> _Material for this task_:
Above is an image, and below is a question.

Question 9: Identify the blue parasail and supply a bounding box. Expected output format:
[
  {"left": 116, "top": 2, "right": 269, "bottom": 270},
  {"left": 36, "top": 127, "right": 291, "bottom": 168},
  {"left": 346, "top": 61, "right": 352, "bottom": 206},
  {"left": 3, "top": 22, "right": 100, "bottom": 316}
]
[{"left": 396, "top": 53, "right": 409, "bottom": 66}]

> _Problem details_: Return every item above word for word, leaving each line unchanged.

> _Task response_:
Above is an image, and below is a question.

Question 9: Identify the blue parasail and supply a bounding box. Expected output format:
[
  {"left": 116, "top": 2, "right": 269, "bottom": 270},
  {"left": 36, "top": 127, "right": 291, "bottom": 168},
  {"left": 346, "top": 61, "right": 352, "bottom": 206},
  {"left": 3, "top": 22, "right": 100, "bottom": 316}
]
[{"left": 396, "top": 53, "right": 409, "bottom": 66}]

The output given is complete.